(What to do):
Whenever a line in the data holds the string "below", pull that line out.
++++++++++++++++++++
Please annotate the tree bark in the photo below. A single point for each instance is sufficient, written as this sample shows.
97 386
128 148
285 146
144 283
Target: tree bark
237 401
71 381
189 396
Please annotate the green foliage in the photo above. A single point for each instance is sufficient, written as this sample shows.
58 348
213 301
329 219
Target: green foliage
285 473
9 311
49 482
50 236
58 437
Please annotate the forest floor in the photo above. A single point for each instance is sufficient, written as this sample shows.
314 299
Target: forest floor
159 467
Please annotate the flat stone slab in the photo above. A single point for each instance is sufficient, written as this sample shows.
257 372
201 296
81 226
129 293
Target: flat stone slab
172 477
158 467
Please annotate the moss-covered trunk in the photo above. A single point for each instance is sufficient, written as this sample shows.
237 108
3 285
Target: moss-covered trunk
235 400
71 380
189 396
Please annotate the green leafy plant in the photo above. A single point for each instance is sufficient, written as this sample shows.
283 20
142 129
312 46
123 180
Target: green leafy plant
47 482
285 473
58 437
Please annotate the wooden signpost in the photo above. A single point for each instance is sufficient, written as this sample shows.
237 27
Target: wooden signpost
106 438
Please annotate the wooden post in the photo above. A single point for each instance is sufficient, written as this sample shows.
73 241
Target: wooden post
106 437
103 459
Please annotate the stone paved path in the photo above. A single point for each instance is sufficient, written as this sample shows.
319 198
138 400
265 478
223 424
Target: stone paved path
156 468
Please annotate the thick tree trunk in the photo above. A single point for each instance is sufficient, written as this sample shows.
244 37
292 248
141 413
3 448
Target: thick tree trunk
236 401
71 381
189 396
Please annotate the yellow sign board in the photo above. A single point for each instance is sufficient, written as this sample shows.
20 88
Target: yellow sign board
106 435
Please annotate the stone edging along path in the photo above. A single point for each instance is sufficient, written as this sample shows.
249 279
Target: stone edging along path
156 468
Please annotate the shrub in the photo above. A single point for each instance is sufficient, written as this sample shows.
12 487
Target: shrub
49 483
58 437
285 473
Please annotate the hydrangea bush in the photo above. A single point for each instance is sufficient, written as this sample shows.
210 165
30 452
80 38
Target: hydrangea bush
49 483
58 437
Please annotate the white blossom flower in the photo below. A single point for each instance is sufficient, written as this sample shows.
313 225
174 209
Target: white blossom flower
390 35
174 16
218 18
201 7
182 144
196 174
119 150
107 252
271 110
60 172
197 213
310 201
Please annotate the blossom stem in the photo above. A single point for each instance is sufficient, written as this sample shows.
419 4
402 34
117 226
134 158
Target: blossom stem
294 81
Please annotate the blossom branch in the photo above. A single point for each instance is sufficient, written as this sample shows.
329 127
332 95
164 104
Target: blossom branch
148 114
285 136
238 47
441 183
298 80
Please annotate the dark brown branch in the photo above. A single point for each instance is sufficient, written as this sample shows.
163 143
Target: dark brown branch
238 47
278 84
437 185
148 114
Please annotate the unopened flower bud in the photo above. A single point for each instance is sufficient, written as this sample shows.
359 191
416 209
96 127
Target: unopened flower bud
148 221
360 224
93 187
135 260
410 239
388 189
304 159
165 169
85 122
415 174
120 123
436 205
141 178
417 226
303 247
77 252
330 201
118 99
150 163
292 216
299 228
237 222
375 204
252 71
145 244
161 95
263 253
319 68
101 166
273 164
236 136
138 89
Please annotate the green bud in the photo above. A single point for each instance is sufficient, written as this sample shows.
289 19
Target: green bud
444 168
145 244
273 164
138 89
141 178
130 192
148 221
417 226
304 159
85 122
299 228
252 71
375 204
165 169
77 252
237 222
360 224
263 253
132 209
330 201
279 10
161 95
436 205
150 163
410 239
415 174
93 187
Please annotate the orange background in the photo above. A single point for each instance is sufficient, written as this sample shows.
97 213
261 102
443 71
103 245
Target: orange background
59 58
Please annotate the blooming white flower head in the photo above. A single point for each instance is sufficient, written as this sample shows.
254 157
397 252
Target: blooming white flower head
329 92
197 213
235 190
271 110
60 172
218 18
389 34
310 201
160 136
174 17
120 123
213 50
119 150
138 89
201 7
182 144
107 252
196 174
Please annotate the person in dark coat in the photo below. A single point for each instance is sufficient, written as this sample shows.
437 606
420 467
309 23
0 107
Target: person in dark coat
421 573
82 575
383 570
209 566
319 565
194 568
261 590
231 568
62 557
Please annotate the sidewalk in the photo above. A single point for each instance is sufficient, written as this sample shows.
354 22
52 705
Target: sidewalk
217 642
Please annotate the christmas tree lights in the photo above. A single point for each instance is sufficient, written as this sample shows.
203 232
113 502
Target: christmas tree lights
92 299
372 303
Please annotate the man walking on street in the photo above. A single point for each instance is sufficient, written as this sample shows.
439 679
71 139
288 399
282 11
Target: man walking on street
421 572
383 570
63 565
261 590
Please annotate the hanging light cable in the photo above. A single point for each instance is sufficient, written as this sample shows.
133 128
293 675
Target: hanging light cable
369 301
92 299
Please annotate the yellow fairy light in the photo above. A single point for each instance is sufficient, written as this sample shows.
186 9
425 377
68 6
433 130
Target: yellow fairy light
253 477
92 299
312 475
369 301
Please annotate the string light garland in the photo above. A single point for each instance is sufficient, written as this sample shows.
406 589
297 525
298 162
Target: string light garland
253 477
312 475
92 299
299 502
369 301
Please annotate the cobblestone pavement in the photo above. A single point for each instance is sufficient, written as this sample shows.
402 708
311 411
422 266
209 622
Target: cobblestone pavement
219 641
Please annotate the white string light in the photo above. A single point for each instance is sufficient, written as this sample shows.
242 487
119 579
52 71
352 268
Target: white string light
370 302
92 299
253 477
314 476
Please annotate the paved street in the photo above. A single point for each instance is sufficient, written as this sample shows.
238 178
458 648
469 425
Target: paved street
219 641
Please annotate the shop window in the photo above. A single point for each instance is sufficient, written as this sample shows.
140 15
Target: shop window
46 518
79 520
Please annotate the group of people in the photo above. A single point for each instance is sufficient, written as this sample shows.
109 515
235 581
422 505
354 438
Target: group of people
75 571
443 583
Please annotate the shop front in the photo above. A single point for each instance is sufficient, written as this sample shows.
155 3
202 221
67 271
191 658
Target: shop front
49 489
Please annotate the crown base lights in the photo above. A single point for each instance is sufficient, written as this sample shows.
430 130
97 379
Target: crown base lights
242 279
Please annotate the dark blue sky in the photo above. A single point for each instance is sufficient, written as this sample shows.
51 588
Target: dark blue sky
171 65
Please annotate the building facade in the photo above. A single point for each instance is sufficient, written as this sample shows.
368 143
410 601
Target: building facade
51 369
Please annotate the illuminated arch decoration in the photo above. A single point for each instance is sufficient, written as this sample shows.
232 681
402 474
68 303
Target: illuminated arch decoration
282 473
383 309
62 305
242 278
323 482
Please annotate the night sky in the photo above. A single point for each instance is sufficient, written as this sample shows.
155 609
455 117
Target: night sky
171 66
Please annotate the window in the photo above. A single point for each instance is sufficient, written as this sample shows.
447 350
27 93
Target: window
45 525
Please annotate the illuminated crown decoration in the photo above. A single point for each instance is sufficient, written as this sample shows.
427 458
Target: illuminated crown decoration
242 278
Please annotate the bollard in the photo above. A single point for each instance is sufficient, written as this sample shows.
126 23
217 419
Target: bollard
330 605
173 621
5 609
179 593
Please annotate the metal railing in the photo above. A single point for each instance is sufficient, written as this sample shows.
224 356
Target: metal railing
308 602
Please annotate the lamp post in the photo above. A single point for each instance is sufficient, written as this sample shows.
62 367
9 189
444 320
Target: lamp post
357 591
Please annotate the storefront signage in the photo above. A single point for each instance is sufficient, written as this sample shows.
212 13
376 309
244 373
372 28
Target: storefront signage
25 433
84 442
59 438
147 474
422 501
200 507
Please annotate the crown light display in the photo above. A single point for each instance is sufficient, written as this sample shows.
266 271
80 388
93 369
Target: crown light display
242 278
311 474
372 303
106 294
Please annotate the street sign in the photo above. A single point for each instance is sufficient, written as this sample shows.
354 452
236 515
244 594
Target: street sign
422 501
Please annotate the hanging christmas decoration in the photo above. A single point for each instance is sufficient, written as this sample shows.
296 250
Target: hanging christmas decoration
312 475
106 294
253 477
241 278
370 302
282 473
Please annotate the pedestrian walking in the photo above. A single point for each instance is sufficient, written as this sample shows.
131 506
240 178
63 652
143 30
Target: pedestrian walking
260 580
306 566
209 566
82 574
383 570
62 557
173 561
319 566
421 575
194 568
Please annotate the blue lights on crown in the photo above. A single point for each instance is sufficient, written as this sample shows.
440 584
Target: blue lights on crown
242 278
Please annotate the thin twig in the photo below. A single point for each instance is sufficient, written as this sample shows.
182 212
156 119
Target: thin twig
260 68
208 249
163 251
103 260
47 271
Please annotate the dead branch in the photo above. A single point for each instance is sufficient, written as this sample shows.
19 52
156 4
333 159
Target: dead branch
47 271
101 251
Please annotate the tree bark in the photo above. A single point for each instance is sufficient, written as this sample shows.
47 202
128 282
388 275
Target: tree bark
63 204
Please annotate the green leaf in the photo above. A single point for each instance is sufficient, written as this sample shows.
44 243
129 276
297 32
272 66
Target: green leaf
++++++++++++++++++++
(Result):
Please annotate the tree bark in the photo below. A single point for each instance is sufficient, written as this sample shows.
Please annotate the white blossom flower in the photo below. A single point for each instance is sufficient, written as this sample shows.
Please annotate the person in dark coat in the photo below. A single point for each instance is sufficient, written as this sample shows.
Please annotate the thin twig in the photo below. A single point for each instance is sufficient, written as this sample shows.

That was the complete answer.